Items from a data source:
= Beginning of Section =

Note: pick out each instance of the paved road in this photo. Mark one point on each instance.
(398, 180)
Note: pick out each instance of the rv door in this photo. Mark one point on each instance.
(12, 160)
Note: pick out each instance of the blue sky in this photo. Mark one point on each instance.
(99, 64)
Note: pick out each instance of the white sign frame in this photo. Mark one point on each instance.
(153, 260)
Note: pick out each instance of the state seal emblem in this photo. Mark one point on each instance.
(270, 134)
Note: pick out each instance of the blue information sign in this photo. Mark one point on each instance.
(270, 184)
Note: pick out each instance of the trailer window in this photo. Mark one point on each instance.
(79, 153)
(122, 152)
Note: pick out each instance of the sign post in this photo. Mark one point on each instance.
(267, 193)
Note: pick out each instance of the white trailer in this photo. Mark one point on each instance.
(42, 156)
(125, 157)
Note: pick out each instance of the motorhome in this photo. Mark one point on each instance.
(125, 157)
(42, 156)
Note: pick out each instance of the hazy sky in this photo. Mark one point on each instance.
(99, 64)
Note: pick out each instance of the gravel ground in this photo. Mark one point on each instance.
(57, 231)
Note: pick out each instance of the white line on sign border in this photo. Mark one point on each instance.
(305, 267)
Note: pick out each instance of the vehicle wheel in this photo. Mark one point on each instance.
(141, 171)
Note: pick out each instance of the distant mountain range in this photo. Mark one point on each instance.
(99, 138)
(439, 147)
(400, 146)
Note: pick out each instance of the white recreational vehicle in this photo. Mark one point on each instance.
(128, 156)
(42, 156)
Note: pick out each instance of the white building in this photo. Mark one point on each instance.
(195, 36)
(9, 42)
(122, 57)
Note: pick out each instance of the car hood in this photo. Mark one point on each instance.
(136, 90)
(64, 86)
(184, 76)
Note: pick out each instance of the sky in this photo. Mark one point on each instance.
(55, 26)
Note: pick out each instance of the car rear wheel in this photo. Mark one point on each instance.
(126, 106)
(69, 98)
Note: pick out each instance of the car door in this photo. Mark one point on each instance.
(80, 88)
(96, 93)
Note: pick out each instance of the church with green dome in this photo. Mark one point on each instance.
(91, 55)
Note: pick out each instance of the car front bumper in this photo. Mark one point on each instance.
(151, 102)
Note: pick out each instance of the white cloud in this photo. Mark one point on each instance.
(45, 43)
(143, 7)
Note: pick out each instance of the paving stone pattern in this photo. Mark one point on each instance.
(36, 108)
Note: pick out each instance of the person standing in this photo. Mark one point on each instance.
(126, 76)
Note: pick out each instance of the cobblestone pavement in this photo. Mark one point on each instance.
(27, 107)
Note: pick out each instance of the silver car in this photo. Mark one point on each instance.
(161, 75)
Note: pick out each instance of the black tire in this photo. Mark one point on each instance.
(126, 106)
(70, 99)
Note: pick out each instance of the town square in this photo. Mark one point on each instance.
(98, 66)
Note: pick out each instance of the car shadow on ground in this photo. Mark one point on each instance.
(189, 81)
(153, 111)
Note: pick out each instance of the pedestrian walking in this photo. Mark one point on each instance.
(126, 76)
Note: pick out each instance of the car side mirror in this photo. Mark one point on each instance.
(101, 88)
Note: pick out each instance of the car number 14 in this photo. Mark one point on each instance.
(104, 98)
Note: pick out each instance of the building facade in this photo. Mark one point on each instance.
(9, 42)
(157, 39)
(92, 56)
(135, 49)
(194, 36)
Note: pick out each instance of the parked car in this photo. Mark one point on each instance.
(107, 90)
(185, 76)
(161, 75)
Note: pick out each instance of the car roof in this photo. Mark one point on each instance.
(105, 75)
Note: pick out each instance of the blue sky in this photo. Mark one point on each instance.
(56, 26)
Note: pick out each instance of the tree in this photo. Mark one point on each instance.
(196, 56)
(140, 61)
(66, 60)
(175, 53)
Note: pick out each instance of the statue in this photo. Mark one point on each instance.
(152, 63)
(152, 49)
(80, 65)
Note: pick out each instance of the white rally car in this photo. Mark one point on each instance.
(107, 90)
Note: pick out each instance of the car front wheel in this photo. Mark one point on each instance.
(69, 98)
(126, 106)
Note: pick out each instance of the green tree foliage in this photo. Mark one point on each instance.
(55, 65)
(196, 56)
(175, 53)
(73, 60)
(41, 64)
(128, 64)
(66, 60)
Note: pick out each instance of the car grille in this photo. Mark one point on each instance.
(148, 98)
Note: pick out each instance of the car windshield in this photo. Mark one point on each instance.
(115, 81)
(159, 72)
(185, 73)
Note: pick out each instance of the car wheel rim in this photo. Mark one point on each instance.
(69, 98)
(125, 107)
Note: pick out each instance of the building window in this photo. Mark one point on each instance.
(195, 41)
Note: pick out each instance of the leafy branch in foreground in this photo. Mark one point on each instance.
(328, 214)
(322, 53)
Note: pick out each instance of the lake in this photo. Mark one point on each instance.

= End of Section =

Output exactly the lines from the one containing "Note: pick out each instance of the car wheel" through the last line of the records, both included. Output nothing else.

Note: pick out each instance of the car wheel rim in this photo. Mark one point on each instance.
(69, 98)
(125, 107)
Note: pick out each instance of the building window in this photo. Mark one point on each instance.
(195, 41)
Note: pick out each instance of the leafy branch in foreground in this photo. Mark one point on each instance.
(328, 214)
(322, 53)
Note: pick out each instance of the lake in this photo. Mark one point on each instance.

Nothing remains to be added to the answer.